*Description of the task*
From the first line to the last, retype the records exactly and skip the pictures.

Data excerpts
>>>>>

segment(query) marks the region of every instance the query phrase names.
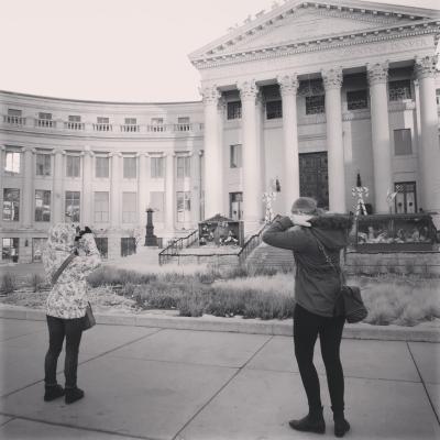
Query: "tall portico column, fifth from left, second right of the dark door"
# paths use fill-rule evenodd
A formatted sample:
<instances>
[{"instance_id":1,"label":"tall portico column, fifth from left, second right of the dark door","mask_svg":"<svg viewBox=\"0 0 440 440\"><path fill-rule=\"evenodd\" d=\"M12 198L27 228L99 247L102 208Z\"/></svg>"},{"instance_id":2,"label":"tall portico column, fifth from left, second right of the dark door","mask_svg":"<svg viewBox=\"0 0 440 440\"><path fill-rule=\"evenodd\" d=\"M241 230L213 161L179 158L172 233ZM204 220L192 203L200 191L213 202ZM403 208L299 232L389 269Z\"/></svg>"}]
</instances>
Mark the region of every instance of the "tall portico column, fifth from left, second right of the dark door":
<instances>
[{"instance_id":1,"label":"tall portico column, fifth from left, second right of the dark door","mask_svg":"<svg viewBox=\"0 0 440 440\"><path fill-rule=\"evenodd\" d=\"M389 142L388 62L369 64L366 66L372 120L372 144L374 166L374 211L387 213L386 201L388 190L393 190L392 152Z\"/></svg>"}]
</instances>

<<<<<

*Task solution*
segment(query) marks the region of every instance the query phrase names.
Query: "tall portico column, fifth from left, second right of the dark door"
# paths use fill-rule evenodd
A formatted sample:
<instances>
[{"instance_id":1,"label":"tall portico column, fifth from left, second right of the dark door","mask_svg":"<svg viewBox=\"0 0 440 440\"><path fill-rule=\"evenodd\" d=\"M12 198L27 228L99 247L102 208Z\"/></svg>"},{"instance_id":2,"label":"tall portico column, fifth from left, second right of the dark door","mask_svg":"<svg viewBox=\"0 0 440 440\"><path fill-rule=\"evenodd\" d=\"M241 230L213 161L179 158L172 233ZM204 220L192 203L200 191L213 202ZM403 208L299 232L389 269Z\"/></svg>"}]
</instances>
Mark the region of every instance of the "tall portico column, fifth from left, second right of the dark door":
<instances>
[{"instance_id":1,"label":"tall portico column, fifth from left, second right of the dark door","mask_svg":"<svg viewBox=\"0 0 440 440\"><path fill-rule=\"evenodd\" d=\"M389 142L388 62L369 64L366 66L372 120L372 144L374 166L374 211L387 213L386 201L388 190L393 190L392 152Z\"/></svg>"}]
</instances>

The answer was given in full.